[START OF EXERCISE INPUT]

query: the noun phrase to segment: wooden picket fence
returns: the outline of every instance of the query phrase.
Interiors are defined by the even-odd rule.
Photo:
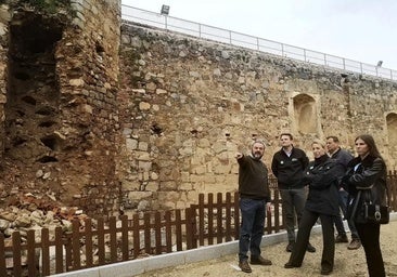
[[[388,177],[390,206],[397,211],[397,175]],[[273,211],[267,214],[265,234],[283,229],[281,200],[277,183],[271,181]],[[225,196],[225,197],[223,197]],[[175,251],[222,243],[239,238],[239,195],[204,194],[198,203],[187,209],[155,211],[135,214],[73,221],[72,232],[56,227],[40,232],[36,241],[35,230],[26,237],[14,232],[9,239],[0,235],[1,276],[49,276],[99,265],[144,259]],[[11,242],[11,243],[10,243]]]

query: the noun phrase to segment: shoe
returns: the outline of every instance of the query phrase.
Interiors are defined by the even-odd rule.
[[[241,268],[241,271],[243,273],[252,273],[253,271],[251,269],[251,266],[248,264],[248,262],[245,260],[245,261],[241,261],[239,263],[239,267]]]
[[[292,252],[292,250],[294,249],[294,241],[290,241],[290,243],[286,246],[285,251],[286,252]]]
[[[316,252],[316,248],[313,246],[309,243],[307,243],[307,248],[306,248],[307,252],[310,252],[310,253],[315,253]]]
[[[337,235],[336,238],[335,238],[335,243],[343,243],[343,242],[349,242],[346,234]]]
[[[295,267],[300,267],[300,265],[296,265],[291,262],[287,262],[286,264],[284,264],[284,268],[295,268]]]
[[[251,264],[271,265],[271,261],[259,256],[251,256]]]
[[[347,246],[348,250],[356,250],[361,247],[361,241],[357,238],[354,238],[350,243]]]
[[[332,273],[332,268],[321,268],[321,275],[330,275]]]

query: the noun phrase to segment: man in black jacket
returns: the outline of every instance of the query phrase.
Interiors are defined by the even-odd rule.
[[[239,266],[242,272],[251,273],[251,264],[271,265],[271,261],[260,255],[260,241],[265,229],[266,211],[271,211],[268,169],[261,161],[265,144],[255,141],[251,155],[238,153],[239,194],[241,228],[239,241]]]
[[[304,170],[309,164],[309,158],[304,150],[294,147],[291,133],[282,133],[280,142],[282,148],[273,155],[271,170],[278,180],[282,199],[282,211],[289,237],[286,251],[291,252],[295,243],[295,213],[299,224],[306,202],[306,189],[303,182]],[[307,246],[307,251],[316,252],[316,248]]]
[[[348,162],[353,159],[353,155],[341,148],[340,140],[337,138],[337,136],[330,135],[326,137],[326,148],[329,156],[332,159],[335,159],[338,163],[341,163],[346,171]],[[348,193],[343,187],[340,187],[340,207],[344,216],[346,216],[347,211],[347,199]],[[347,249],[359,249],[361,247],[361,240],[358,236],[356,225],[353,220],[347,220],[347,224],[351,233],[351,241],[348,245]],[[346,236],[346,230],[341,215],[335,217],[335,227],[337,230],[335,242],[348,242],[348,238]]]

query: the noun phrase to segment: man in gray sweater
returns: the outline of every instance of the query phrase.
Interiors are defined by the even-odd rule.
[[[260,255],[260,242],[264,235],[266,211],[271,211],[268,169],[261,161],[265,144],[255,141],[251,155],[238,153],[239,193],[241,228],[239,241],[239,266],[242,272],[251,273],[247,252],[251,251],[251,264],[271,265],[271,261]]]

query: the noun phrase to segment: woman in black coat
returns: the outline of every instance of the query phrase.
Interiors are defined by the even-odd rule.
[[[311,144],[311,148],[315,160],[309,163],[305,172],[305,182],[309,185],[309,194],[300,219],[295,246],[290,261],[284,267],[300,267],[311,228],[320,217],[323,240],[321,275],[329,275],[334,266],[335,238],[333,222],[334,216],[340,214],[338,179],[343,175],[344,168],[326,155],[323,142],[316,140]]]
[[[355,144],[358,157],[347,164],[346,175],[342,179],[342,186],[349,193],[350,199],[347,216],[351,216],[355,222],[366,252],[370,277],[384,277],[385,267],[380,247],[381,225],[379,223],[366,222],[363,212],[360,209],[362,207],[362,199],[359,199],[357,195],[360,189],[371,189],[376,196],[375,202],[385,205],[386,164],[371,135],[364,134],[357,136]]]

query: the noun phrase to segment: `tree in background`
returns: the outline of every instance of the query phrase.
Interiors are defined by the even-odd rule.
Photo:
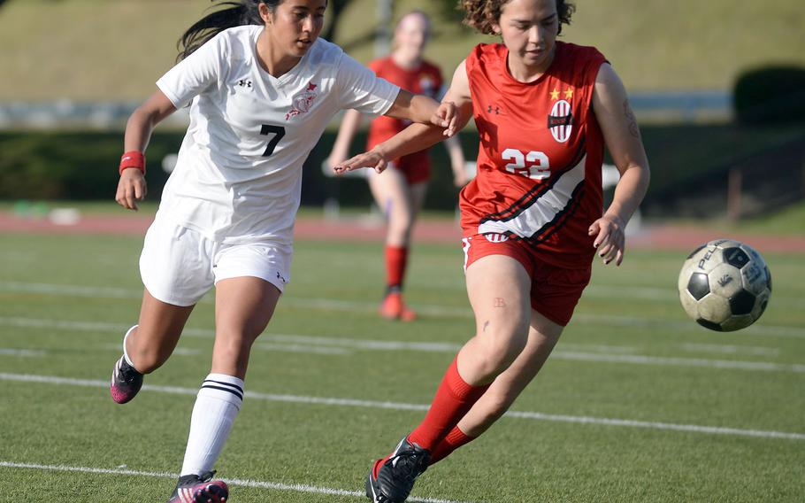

[END OF EXERCISE INPUT]

WHAT TO DO
Turn every line of the data above into a numbered list, skipping blank lines and leaving out the pictures.

ANSWER TO THIS TASK
1. query: the noun phrase to segment: wooden picket fence
2. returns: the outline of every instance of the query phrase.
3. Interiors are defined by the even-odd rule.
4. Photo:
5. [[[388,177],[390,206],[397,211],[397,175]],[[273,211],[267,214],[265,234],[283,229],[281,200],[277,183],[271,181]],[[225,196],[225,197],[223,197]],[[175,251],[222,243],[239,238],[239,195],[204,194],[198,203],[187,209],[155,211],[135,214],[73,221],[72,232],[56,227],[40,232],[36,241],[35,230],[26,237],[14,232],[9,239],[0,235],[1,276],[49,276],[99,265],[144,259]],[[11,242],[11,243],[10,243]]]
6. query: the noun phrase to segment: shoe
7. returns: the outline of every instance of the query phrase.
8. Interiors are defined by the even-odd rule.
9. [[[241,268],[241,271],[243,273],[252,273],[253,271],[251,269],[251,266],[248,264],[248,262],[245,260],[245,261],[241,261],[239,263],[239,267]]]
10. [[[292,252],[292,250],[294,249],[294,241],[290,241],[290,243],[286,246],[285,251],[286,252]]]
11. [[[316,252],[316,248],[313,246],[309,243],[307,243],[307,248],[306,248],[307,252],[310,252],[310,253],[315,253]]]
12. [[[337,235],[336,238],[335,238],[335,243],[343,243],[343,242],[349,242],[346,234]]]
13. [[[295,267],[300,267],[300,265],[296,265],[291,262],[287,262],[286,264],[284,264],[284,268],[295,268]]]
14. [[[251,264],[271,265],[271,261],[259,256],[251,256]]]
15. [[[347,246],[348,250],[356,250],[361,247],[361,241],[357,238],[354,238],[350,243]]]
16. [[[332,273],[332,268],[321,268],[321,275],[330,275]]]
17. query: the noun phrase to segment: man in black jacket
18. returns: the outline of every instance of the query phrase.
19. Interiors are defined by the even-odd rule.
20. [[[239,266],[242,272],[251,273],[251,264],[271,265],[271,261],[260,255],[260,241],[265,229],[266,211],[271,211],[268,169],[261,161],[265,144],[255,141],[251,155],[238,153],[239,194],[241,228],[239,241]]]
21. [[[304,170],[309,164],[309,158],[304,150],[294,147],[291,133],[282,133],[280,142],[282,148],[273,155],[271,170],[278,180],[282,199],[282,211],[289,237],[286,251],[291,252],[295,243],[295,213],[299,224],[306,202],[306,189],[303,182]],[[307,246],[307,251],[316,252],[316,248]]]
22. [[[348,162],[353,159],[353,155],[341,148],[340,140],[337,138],[337,136],[330,135],[326,137],[326,148],[329,156],[332,159],[335,159],[338,163],[341,163],[346,171]],[[348,193],[343,187],[340,187],[340,207],[344,216],[346,216],[347,211],[347,199]],[[347,249],[359,249],[361,247],[361,240],[358,236],[356,225],[353,220],[347,220],[347,224],[351,233],[351,241],[348,245]],[[346,236],[346,230],[341,215],[335,217],[335,227],[337,230],[335,242],[348,242],[348,238]]]
23. query: the noun phrase to segment: man in gray sweater
24. returns: the outline of every instance of the query phrase.
25. Interiors are defined by the even-odd rule.
26. [[[260,255],[260,242],[264,235],[266,211],[271,211],[268,169],[261,161],[265,144],[255,141],[251,155],[238,153],[239,193],[241,228],[239,241],[239,266],[242,272],[251,273],[247,252],[251,251],[251,264],[271,265],[271,261]]]
27. query: the noun phrase to segment: woman in black coat
28. returns: the outline of every instance of the query phrase.
29. Interiors are defined by the even-odd rule.
30. [[[311,144],[311,148],[315,160],[309,163],[305,172],[305,182],[309,185],[309,194],[300,219],[295,246],[290,261],[284,267],[300,267],[311,228],[320,217],[323,240],[321,275],[329,275],[334,266],[335,238],[333,222],[334,216],[340,214],[338,179],[343,175],[344,168],[326,155],[323,142],[316,140]]]
31. [[[355,144],[358,157],[347,164],[346,175],[342,179],[342,186],[349,193],[350,199],[347,216],[351,216],[355,222],[366,252],[370,277],[384,277],[385,267],[380,247],[381,225],[379,223],[366,222],[363,212],[360,209],[362,207],[362,199],[359,199],[357,195],[360,189],[371,189],[376,196],[375,202],[385,205],[386,164],[371,135],[364,134],[357,136]]]
32. query: the noun phrase to segment: `tree in background`
33. returns: the outline of every instance of the query phrase.
34. Interiors are defined by the even-odd rule.
35. Photo:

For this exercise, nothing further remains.